Try it:
The result should be a faithful copy of every entry below, with the pictures left out.

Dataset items
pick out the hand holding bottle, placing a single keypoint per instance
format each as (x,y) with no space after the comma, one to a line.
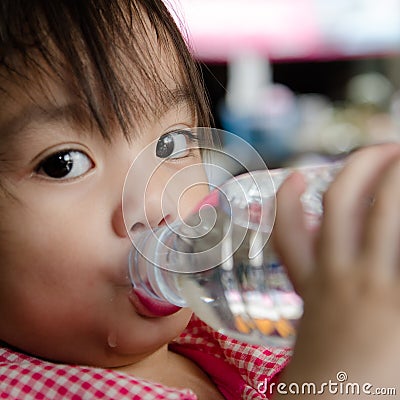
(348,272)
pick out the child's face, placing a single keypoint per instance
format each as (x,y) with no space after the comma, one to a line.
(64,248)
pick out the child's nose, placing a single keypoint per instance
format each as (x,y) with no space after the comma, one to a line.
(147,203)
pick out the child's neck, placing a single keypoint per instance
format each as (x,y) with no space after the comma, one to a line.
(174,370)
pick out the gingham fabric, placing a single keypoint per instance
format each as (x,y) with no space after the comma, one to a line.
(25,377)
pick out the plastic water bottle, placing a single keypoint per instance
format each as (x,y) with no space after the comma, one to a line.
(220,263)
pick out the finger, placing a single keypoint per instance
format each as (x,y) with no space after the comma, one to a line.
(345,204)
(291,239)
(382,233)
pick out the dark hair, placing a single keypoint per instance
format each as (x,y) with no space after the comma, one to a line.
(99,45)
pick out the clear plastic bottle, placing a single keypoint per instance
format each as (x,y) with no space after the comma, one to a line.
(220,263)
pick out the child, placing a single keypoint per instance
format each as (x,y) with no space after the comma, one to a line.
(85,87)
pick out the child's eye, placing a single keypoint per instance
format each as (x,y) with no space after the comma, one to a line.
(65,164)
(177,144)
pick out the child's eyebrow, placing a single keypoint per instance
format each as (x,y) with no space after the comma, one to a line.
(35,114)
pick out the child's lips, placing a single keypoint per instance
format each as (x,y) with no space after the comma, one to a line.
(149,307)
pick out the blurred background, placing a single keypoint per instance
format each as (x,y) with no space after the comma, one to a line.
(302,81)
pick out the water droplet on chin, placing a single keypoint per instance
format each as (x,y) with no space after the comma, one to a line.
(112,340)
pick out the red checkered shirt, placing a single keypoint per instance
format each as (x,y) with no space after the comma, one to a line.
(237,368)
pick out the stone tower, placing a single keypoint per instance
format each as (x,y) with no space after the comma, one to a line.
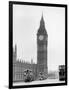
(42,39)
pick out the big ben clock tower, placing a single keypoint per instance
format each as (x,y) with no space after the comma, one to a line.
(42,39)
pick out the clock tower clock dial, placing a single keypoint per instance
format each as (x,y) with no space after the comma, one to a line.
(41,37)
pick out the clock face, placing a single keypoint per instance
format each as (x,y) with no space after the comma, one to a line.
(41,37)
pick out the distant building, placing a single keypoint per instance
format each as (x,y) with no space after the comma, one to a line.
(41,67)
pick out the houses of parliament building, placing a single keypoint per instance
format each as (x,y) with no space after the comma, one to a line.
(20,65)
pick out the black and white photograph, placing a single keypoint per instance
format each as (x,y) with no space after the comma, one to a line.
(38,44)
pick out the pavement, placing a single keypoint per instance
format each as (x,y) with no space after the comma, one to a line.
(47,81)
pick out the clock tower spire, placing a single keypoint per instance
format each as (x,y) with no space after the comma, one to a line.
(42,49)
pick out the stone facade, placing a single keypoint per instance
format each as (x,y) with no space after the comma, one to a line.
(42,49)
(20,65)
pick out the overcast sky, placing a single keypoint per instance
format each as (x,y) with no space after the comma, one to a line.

Response area:
pick out the hand holding bottle, placing a single keypoint per instance
format each as (x,y) with no space after the comma, one to a line.
(348,272)
pick out the child's face, placing a single keypoint per instance
format each as (x,y) with no space after the comma, one to a line.
(64,248)
pick out the child's nose, placing a single keypoint per instance
format each as (x,y) with no space after the comma, one to a line.
(147,203)
pick out the child's neck, placing a single keypoint per instance
format each as (x,y) with no space after the comma, one to a line.
(174,370)
pick out the gingham fabric, placing a single keypoint per instance
format each as (x,y) with no space after the comma, one to a line.
(25,377)
pick out the plastic water bottle, placing a single keypoint per instance
format each as (x,y) with no space after the comma, one to a line.
(220,263)
pick out the finger, placing a single keypoint per instance
format each as (x,y) with no space after the comma, one to a line.
(345,204)
(291,239)
(382,233)
pick out the dark hair, placing a single keypoint per instance
format each as (x,y) with no space after the comma, one to a line.
(99,45)
pick out the clear plastic bottle, placing a single keypoint per instance
format each as (x,y) with no space after the comma, one to a line.
(220,263)
pick out the child, placing a single keypoint per instance
format each as (x,y) with no space after the comma, one to a line.
(85,87)
pick out the child's eye, placing a single keypoint per instance
format each as (x,y) with no space after the comma, one to a line.
(65,164)
(177,144)
pick out the child's eyebrow, placing a single keypoint per instance
format each as (x,y) with no space after the comma, one to a line.
(35,114)
pick out the child's lips, placing a single keypoint per instance
format each as (x,y) with no space after the comma, one to a line.
(149,307)
pick out the blurred background, placing a single keypoint per instance
format each as (x,y) with no space after the comma, one to a line.
(302,81)
pick out the water droplet on chin, placing a single keypoint per instance
format each as (x,y) with no space after the comma, one to a line.
(112,340)
pick out the red checkered shirt, placing a single keypoint per instance
format each as (x,y) with no space after the comma, one to a line.
(237,368)
pick out the stone tower, placing a single keypoint per instance
format each as (x,y) with no space after the comma, one to a line.
(42,39)
pick out the big ben clock tower, placing a single keypoint per instance
format each as (x,y) with no space after the comma, one to a line.
(42,39)
pick out the clock tower clock dial, placing a single keypoint per instance
format each as (x,y) with no space after the comma, one to a line.
(41,37)
pick out the clock face, placing a single keypoint per instance
format each as (x,y) with no space after the comma, one to a line.
(41,37)
pick out the distant building, placing a single keypoint per instance
format each as (x,y) with no space after the comma, one to a line.
(41,67)
pick out the houses of parliament building, placing a single keypoint per instance
format each as (x,y) with no space after the comma, one to a line.
(20,65)
pick out the black and white photograph, placing a single keypoint per instance
format each as (x,y) with no space after the comma, one to a line.
(38,44)
pick out the pavement, placing a single keypoint per instance
format each as (x,y) with no space after the comma, one to a line.
(47,81)
pick out the clock tower spire, placing a single keypoint per instance
format each as (x,y) with no space after the comma, one to a line.
(42,49)
pick out the stone facade, placing a single keypoint per instance
format each as (x,y) with no space after the comma, one to a line.
(42,49)
(20,65)
pick out the overcast sky, placing a single keypoint per instance
format each as (x,y) with no space after the comma, one to a line.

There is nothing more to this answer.